──────── MATERIAL PROVIDED ────────

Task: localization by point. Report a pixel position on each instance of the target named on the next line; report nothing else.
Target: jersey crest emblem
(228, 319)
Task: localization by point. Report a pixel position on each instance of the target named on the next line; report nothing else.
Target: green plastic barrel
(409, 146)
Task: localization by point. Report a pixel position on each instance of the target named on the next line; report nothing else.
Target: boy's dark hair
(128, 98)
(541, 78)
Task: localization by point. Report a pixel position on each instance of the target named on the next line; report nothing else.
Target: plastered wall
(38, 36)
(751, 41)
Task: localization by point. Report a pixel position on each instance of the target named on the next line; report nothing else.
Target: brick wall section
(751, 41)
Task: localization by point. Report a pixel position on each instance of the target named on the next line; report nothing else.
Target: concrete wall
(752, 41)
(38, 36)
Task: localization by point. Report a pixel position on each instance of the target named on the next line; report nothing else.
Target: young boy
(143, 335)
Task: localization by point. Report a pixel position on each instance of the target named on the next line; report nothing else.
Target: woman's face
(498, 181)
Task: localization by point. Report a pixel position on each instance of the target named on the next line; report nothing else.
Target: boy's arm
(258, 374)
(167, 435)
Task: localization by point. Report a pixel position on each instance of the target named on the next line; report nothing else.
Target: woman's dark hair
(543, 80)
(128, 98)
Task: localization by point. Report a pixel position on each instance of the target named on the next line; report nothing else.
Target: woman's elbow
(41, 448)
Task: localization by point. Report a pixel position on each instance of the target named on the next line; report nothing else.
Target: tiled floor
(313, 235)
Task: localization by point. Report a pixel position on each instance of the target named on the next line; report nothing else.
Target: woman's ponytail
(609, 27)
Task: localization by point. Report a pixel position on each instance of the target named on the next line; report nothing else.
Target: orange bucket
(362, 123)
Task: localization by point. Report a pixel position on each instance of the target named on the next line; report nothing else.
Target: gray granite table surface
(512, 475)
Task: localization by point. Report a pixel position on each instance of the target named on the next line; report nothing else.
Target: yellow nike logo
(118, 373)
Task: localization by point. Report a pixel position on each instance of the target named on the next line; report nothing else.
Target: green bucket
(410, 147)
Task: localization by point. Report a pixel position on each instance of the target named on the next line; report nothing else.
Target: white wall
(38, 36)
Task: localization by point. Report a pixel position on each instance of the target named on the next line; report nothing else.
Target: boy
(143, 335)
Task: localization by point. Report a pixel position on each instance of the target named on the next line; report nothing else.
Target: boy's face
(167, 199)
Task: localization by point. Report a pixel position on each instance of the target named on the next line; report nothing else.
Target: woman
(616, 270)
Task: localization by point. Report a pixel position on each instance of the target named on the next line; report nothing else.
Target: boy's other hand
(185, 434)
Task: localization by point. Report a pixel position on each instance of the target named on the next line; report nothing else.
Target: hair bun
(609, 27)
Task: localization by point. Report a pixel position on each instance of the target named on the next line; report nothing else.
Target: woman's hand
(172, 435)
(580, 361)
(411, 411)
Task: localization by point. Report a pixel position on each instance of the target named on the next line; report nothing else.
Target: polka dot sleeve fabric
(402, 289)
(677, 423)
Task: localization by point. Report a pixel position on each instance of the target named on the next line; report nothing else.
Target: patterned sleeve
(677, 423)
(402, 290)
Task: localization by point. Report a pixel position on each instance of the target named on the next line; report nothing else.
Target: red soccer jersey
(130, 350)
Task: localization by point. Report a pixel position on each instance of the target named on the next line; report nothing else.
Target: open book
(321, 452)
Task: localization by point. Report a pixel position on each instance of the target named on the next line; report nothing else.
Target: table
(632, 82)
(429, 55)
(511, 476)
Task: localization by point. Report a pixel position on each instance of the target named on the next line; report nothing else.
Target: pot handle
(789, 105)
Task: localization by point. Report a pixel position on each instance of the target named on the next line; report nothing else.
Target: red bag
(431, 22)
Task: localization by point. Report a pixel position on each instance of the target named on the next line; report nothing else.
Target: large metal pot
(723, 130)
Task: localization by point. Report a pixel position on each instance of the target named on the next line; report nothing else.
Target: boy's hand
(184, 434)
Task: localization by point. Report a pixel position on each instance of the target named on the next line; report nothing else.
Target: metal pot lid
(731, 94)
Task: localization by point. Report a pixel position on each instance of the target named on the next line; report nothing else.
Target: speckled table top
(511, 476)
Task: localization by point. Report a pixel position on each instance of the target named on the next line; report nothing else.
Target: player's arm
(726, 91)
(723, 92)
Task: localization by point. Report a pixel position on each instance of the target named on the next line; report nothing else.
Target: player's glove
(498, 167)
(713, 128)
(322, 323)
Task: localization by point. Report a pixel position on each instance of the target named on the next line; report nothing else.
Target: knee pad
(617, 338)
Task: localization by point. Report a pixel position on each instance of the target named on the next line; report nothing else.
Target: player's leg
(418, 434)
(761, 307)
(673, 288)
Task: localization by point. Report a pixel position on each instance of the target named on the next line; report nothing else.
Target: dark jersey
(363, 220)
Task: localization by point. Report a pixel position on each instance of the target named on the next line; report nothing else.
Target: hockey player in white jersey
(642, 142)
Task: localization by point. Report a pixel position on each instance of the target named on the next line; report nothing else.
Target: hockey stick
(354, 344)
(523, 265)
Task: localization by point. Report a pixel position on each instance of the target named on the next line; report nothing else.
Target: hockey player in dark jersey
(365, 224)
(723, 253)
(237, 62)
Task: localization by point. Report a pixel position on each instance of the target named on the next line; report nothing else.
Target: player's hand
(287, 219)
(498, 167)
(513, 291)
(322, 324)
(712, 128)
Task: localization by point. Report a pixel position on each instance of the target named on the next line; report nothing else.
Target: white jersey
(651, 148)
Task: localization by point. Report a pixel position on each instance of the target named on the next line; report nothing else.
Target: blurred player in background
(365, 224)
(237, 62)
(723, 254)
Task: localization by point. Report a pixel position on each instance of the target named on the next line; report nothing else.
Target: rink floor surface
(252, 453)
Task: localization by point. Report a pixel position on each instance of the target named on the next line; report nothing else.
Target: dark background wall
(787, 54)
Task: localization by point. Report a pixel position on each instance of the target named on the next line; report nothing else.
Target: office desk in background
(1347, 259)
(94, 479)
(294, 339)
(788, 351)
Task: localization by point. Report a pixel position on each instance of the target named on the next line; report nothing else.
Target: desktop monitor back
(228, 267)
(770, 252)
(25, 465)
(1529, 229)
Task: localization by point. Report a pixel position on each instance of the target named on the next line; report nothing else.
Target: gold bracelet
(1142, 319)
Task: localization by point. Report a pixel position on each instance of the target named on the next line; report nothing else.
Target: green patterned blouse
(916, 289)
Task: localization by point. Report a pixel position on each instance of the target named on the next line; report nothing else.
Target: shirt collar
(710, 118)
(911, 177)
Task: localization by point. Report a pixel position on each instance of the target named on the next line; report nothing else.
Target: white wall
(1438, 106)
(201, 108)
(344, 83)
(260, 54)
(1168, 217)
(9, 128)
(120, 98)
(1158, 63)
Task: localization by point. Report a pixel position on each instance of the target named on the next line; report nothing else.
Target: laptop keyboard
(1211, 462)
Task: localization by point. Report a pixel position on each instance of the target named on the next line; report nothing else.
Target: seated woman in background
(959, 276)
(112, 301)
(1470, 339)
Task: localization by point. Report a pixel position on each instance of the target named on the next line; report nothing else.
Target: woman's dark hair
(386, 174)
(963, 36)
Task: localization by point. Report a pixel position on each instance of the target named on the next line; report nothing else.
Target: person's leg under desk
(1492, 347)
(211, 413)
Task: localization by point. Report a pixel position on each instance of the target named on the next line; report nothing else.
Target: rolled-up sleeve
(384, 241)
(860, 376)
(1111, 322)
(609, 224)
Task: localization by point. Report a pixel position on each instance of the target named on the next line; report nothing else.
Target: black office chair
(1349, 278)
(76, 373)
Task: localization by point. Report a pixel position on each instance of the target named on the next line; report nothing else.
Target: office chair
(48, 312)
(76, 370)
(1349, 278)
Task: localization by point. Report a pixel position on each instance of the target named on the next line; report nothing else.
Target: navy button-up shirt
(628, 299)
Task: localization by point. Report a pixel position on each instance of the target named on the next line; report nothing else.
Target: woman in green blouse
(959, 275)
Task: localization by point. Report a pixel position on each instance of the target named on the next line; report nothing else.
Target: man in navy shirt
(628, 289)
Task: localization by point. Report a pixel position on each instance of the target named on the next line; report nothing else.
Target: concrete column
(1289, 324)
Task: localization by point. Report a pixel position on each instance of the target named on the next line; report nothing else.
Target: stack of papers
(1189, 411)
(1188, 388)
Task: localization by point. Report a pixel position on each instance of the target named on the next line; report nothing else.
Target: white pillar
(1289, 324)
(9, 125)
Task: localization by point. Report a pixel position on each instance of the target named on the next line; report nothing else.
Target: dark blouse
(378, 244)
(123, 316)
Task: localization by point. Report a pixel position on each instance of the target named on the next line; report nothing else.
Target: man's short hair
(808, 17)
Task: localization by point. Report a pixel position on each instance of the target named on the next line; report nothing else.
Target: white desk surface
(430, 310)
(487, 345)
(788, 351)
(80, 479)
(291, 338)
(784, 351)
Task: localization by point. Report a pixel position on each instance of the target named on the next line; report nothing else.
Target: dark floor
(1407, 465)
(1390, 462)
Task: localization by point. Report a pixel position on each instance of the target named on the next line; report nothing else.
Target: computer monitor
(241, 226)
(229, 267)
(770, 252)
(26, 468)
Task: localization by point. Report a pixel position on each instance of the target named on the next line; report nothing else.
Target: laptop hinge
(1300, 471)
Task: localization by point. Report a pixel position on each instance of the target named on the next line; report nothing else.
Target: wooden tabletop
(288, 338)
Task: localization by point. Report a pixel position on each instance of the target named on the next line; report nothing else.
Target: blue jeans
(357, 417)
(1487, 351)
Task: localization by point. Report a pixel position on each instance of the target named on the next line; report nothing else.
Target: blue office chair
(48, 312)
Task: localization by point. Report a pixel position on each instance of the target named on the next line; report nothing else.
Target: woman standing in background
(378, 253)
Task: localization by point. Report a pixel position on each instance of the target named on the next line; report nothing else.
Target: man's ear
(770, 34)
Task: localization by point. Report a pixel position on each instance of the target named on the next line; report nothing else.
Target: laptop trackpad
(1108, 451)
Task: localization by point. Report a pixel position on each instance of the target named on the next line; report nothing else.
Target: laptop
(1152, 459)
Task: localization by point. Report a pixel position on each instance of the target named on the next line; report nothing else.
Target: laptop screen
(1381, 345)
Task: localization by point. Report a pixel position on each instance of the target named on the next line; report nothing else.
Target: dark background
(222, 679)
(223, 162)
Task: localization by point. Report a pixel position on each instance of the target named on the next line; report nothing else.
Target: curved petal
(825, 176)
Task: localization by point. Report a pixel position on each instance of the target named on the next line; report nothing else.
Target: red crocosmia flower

────────

*TASK PROMPT*:
Print exactly the lines between the line with "Target: curved petal" and the final line of the records above, both included.

*EXERCISE SOLUTION*:
Target: curved petal
(825, 176)
Task: localization by point. Report a pixel position on each instance of the target named on the next line; report nothing else.
Target: red crocosmia flower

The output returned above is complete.